*** Opening of Text shown ***

Today, we reflect on our efforts to share addiction science during the past year. We hope that you’ve benefited from the material we’ve posted this year, from our weekly reviews of scientific studies of smoking, gambling, drinking, and other kinds of substance use to our editorials from researchers, treatment providers, and those who have personally experienced addiction.
We’d love to learn more about how you’ve used The BASIS in your own life, what posts you have personally enjoyed, and any topics you would be interested in hearing about moving into the new year! Please share your experiences by emailing us at email@example.com.
Without further ado, here are the most-read posts of 2017:
Our most popular post this year was Dr. Sally Gainsbury’s op-ed about the technological advances of online gambling and gambling advertising and their accessibility to youth. Exposure to these games and ads could have potentially dangerous impacts for future generations; more research is essential.
At #2 on our list, Dr. William Shadel enlightens us with an op-ed discussing the effectiveness of using vapes or e-cigarettes to quit smoking using a personal experience. Dr. Shadel reflects on how the available evidence suggests that vaping may be safer than cigarettes; however, vaping does not seem to help smokers quit smoking.

*** Close of Text shown ***

§ Assignment 1
Please repeat the year-in-review post word for word, everything from "At #2 on our" down to "smokers quit smoking.".
§ Assignment 2
Answer these questions from the year-in-review post:
(a) What email address does it give for sharing experiences?
(b) Who wrote the op-ed that was the most popular post of the year?
(c) According to the #2 post, what does vaping not seem to help smokers do?
§ Assignment 3
Extend the year-in-review post by writing its next part, starting after its final sentence.

*** Opening of Excerpted records ***

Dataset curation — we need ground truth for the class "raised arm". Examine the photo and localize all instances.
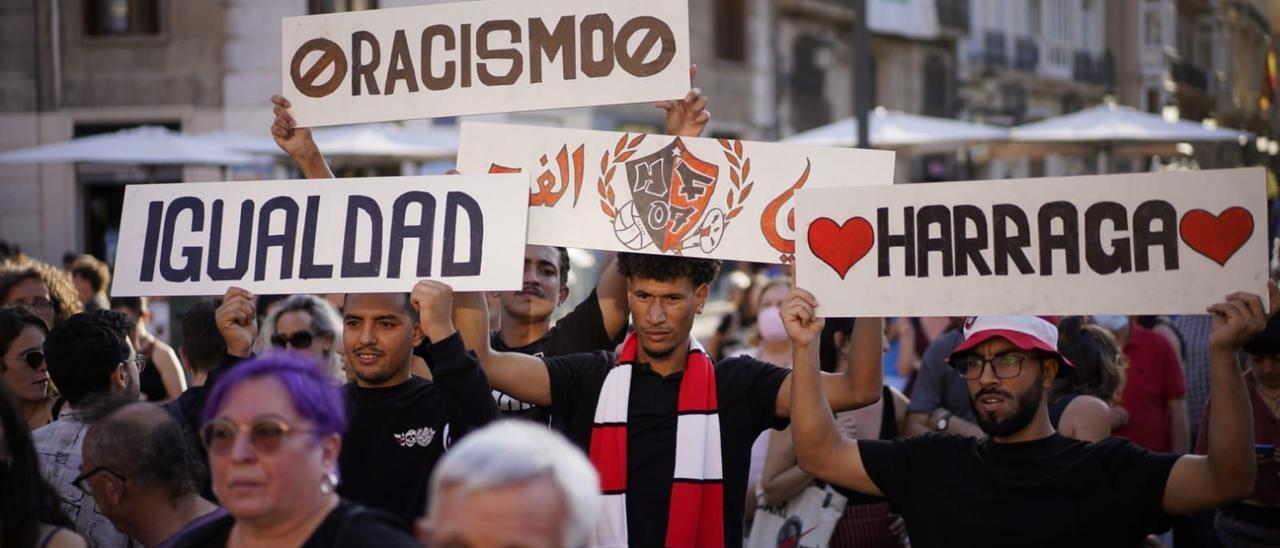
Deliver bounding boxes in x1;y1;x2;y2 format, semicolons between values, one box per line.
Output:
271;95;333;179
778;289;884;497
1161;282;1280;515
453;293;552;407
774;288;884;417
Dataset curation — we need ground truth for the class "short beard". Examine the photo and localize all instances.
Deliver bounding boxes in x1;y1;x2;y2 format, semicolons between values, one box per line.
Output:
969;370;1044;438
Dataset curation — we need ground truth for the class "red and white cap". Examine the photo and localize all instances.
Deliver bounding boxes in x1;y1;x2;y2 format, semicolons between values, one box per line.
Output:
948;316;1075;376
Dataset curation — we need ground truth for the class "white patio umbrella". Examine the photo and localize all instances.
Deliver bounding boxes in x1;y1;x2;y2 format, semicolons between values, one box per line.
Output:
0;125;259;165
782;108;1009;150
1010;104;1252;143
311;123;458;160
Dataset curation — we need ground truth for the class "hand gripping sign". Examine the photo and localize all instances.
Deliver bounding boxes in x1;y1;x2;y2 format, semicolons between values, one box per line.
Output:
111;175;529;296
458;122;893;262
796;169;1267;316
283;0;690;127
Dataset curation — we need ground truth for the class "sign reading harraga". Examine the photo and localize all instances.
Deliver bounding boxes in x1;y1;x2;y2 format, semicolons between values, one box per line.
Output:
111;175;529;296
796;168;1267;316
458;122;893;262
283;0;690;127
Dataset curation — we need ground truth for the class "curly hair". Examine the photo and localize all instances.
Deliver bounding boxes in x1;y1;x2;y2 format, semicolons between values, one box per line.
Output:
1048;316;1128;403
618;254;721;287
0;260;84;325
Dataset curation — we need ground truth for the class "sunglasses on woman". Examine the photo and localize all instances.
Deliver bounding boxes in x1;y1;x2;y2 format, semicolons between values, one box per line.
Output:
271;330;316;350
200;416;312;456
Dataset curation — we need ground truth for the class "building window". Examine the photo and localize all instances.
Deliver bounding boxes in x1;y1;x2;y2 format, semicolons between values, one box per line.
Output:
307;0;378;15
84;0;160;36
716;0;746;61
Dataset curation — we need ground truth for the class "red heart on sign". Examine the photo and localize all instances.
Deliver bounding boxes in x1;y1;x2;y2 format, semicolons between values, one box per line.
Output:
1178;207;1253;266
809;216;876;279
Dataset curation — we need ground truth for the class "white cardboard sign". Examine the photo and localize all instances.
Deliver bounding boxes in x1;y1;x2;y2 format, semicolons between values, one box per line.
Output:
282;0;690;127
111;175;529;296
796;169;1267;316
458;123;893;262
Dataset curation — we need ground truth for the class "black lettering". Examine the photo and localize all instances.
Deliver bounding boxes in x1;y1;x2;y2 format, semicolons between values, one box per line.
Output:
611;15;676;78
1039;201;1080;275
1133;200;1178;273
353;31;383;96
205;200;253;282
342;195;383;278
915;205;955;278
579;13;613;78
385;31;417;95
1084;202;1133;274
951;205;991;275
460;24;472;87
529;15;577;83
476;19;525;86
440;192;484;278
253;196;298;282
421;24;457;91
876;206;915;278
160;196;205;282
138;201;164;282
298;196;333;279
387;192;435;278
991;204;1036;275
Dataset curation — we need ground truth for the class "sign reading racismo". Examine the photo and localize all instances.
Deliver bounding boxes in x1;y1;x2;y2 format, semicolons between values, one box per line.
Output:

*** Close of Excerpted records ***

§ Answer area 1
At #2 on our list, Dr. William Shadel enlightens us with an op-ed discussing the effectiveness of using vapes or e-cigarettes to quit smoking using a personal experience. Dr. Shadel reflects on how the available evidence suggests that vaping may be safer than cigarettes; however, vaping does not seem to help smokers quit smoking.

§ Answer area 2
(a) email@example.com
(b) Dr. Sally Gainsbury
(c) Quit smoking

§ Answer area 3
The use of marijuana as medicine is a hotly debated topic. The next post on our list is an op-ed brought to us by Drs. Ken Winters and Kevin Sabet. Here, they provide an overview of the key questions that surround this controversy. They conclude that more research must be done in order to learn more about how the legalization of marijuana impacts public health. This information can in turn be used to inform state policy.
Mindfulness as a treatment for addictive behaviors was a popular topic for our readers during 2017. Dr. Zev Schuman-Olivier, Executive Director and Research Director of the Cambridge Health Alliance Center for Mindfulness and Compassion, describes how mindfulness can be taught and used in practice. Schuman-Olivier has been researching mindfulness for years, and here he shares how it can be used, often in conjunction with other medications or therapies, to help those experiencing with addiction.
- Mindfulness and addiction: Openness, present moment awareness, and nonjudgment on the path to developing a highly efficacious treatment
As another part of our Special Series on Mindfulness and Addiction, we were fortunate to have Dr. Katie Witkiewitz provide a behind-the-scenes description of the development of mindfulness research, beginning with the first NIH-funded study of mindfulness meditation as a treatment for addiction. Witkiewitz describes her more recent research expanding what we know about the connection between mindfulness and addiction recovery.
An important part of preventing and treating problem gambling is identifying risk factors. This research review described a study of Gambling Disorder among people completing a methadone maintenance program. The authors discovered that almost half (46%) of participants qualified for a Gambling Disorder diagnosis and many of these reported severe gambling problems. These gambling problems might complicate recovery from opioid dependence, and vice versa.
For some people, medications are important components of recovery from opioid dependence. This STASH reviewed a study that compared two such medications. People experiencing opioid dependence deserve highly effective treatment in whatever form—or combination of forms—appeals to them.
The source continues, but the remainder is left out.